:: Input rows
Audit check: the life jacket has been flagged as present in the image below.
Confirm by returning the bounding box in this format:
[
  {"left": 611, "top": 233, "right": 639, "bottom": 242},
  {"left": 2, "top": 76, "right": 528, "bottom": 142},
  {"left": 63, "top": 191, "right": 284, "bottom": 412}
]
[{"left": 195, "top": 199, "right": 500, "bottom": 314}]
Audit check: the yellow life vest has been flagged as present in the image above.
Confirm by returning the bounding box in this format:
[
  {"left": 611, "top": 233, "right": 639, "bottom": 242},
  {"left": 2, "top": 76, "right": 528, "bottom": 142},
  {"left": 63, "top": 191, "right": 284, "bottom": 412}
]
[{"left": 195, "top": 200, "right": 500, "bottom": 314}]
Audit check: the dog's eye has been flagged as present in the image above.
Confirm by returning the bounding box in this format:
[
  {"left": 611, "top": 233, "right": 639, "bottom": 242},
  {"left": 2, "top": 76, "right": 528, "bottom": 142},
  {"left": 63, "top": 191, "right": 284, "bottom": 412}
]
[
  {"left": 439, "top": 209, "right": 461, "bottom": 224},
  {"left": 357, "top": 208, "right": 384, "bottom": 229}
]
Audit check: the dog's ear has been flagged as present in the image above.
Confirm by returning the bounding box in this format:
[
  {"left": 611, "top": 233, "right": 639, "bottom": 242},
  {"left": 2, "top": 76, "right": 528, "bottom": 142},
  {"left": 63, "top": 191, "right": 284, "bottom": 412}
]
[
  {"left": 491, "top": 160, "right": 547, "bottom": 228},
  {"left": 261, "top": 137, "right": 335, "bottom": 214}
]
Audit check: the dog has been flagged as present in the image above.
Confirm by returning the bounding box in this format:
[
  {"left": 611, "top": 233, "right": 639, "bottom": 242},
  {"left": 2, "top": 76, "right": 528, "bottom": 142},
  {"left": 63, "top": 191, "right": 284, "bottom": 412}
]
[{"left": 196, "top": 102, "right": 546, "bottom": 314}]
::::
Copy out the rows from the line holding "Audit check: the dog has" through the end of the rows, inclusive, with the request text included. Shift every bounding box coordinate in the answers up by 48, and leave the numbers in the requests and their format samples unchanged.

Audit check: the dog has been flagged as present in the image above.
Confirm by returning the bounding box in this format:
[
  {"left": 611, "top": 233, "right": 639, "bottom": 242},
  {"left": 2, "top": 76, "right": 528, "bottom": 142},
  {"left": 63, "top": 191, "right": 284, "bottom": 412}
]
[{"left": 244, "top": 150, "right": 594, "bottom": 362}]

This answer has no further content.